4. Execute a training job with the ModelTrainer API.


In [None]:
import os
import boto3
from dotenv import load_dotenv
from huggingface_hub import HfFolder
from sagemaker.modules import Session
from sagemaker.modules.train import ModelTrainer
from sagemaker.modules.train.model_trainer import Mode
from sagemaker.modules.configs import SourceCode, Compute, InputData

sess = Session(boto3.session.Session(region_name=region))
# iam = boto3.client('iam')
# role = iam.get_role(RoleName='sagemaker')['Role']['Arn']

load_dotenv()

# image URI for the training job
# pytorch_image = "763104351884.dkr.ecr.us-west-2.amazonaws.com/pytorch-training:2.6.0-gpu-py312-cu126-ubuntu22.04-sagemaker"
verl_image = fullname
# you can find all available images here
# https://docs.aws.amazon.com/sagemaker/latest/dg-ecr-paths/sagemaker-algo-docker-registry-paths.html

env = {
    'WANDB_API_KEY': os.getenv('WANDB_API_KEY'),
    'HF_TOKEN': HfFolder.get_token(),
}

# define the script to be run
source_code = SourceCode(
    source_dir="scripts", command='bash ./examples/grpo_trainer/run_qwen2-7b.sh'
)

══════════

- _Given exercise_
In the code excerpt on running a training job, what command is passed to SourceCode? The lines after this point are separate material and have no connection to the code excerpt.

- _Dataset entries_
══════════

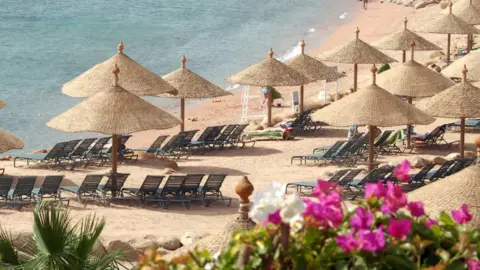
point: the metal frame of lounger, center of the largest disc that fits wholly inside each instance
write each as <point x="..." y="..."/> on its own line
<point x="316" y="157"/>
<point x="440" y="173"/>
<point x="50" y="189"/>
<point x="173" y="187"/>
<point x="5" y="186"/>
<point x="88" y="190"/>
<point x="148" y="190"/>
<point x="210" y="191"/>
<point x="21" y="194"/>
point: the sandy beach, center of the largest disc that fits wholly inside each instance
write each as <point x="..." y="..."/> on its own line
<point x="268" y="161"/>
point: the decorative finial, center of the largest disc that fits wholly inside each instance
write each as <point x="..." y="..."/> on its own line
<point x="412" y="46"/>
<point x="120" y="47"/>
<point x="183" y="61"/>
<point x="464" y="71"/>
<point x="115" y="72"/>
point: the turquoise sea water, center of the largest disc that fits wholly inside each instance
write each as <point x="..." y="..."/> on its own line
<point x="46" y="43"/>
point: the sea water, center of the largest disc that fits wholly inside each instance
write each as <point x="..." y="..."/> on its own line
<point x="46" y="43"/>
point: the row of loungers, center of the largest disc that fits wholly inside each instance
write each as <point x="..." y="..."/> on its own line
<point x="347" y="177"/>
<point x="176" y="188"/>
<point x="88" y="151"/>
<point x="183" y="145"/>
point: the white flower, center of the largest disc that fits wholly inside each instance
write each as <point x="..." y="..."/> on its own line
<point x="291" y="207"/>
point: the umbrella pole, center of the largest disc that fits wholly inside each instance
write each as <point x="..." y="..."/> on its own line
<point x="269" y="104"/>
<point x="449" y="37"/>
<point x="409" y="136"/>
<point x="301" y="98"/>
<point x="114" y="164"/>
<point x="355" y="70"/>
<point x="182" y="114"/>
<point x="462" y="137"/>
<point x="371" y="153"/>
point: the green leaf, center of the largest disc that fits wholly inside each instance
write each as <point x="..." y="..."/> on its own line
<point x="400" y="263"/>
<point x="445" y="218"/>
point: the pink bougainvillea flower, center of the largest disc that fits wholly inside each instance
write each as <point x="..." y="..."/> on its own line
<point x="371" y="240"/>
<point x="375" y="190"/>
<point x="402" y="171"/>
<point x="399" y="228"/>
<point x="395" y="198"/>
<point x="362" y="220"/>
<point x="473" y="265"/>
<point x="462" y="216"/>
<point x="347" y="242"/>
<point x="416" y="209"/>
<point x="430" y="222"/>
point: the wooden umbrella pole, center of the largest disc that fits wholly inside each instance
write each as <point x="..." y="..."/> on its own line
<point x="301" y="98"/>
<point x="269" y="104"/>
<point x="182" y="114"/>
<point x="462" y="137"/>
<point x="371" y="151"/>
<point x="355" y="73"/>
<point x="114" y="164"/>
<point x="449" y="37"/>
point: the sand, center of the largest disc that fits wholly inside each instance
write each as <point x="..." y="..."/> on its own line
<point x="268" y="161"/>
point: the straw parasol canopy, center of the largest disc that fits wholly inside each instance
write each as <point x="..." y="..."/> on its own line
<point x="113" y="111"/>
<point x="412" y="79"/>
<point x="450" y="193"/>
<point x="137" y="79"/>
<point x="400" y="41"/>
<point x="448" y="24"/>
<point x="460" y="101"/>
<point x="372" y="106"/>
<point x="311" y="68"/>
<point x="9" y="142"/>
<point x="190" y="86"/>
<point x="356" y="52"/>
<point x="472" y="60"/>
<point x="269" y="72"/>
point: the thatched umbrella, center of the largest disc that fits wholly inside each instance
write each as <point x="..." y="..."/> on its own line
<point x="448" y="24"/>
<point x="400" y="41"/>
<point x="137" y="79"/>
<point x="460" y="101"/>
<point x="312" y="68"/>
<point x="413" y="80"/>
<point x="473" y="62"/>
<point x="356" y="52"/>
<point x="450" y="193"/>
<point x="372" y="106"/>
<point x="9" y="142"/>
<point x="190" y="86"/>
<point x="270" y="72"/>
<point x="113" y="111"/>
<point x="471" y="15"/>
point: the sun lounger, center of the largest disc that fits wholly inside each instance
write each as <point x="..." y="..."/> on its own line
<point x="22" y="193"/>
<point x="50" y="189"/>
<point x="319" y="156"/>
<point x="5" y="185"/>
<point x="155" y="147"/>
<point x="88" y="189"/>
<point x="172" y="192"/>
<point x="210" y="191"/>
<point x="440" y="173"/>
<point x="148" y="190"/>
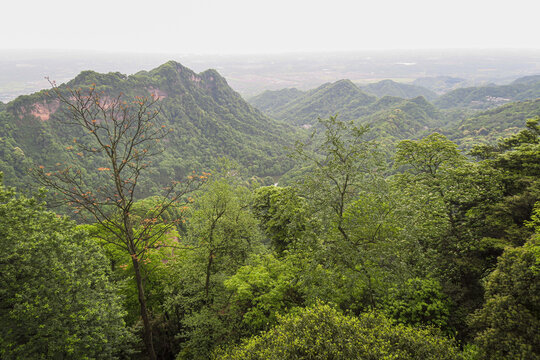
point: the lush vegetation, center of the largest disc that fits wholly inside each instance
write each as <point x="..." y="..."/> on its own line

══════════

- _Output of the task_
bash ./examples/grpo_trainer/run_qwen2-7b.sh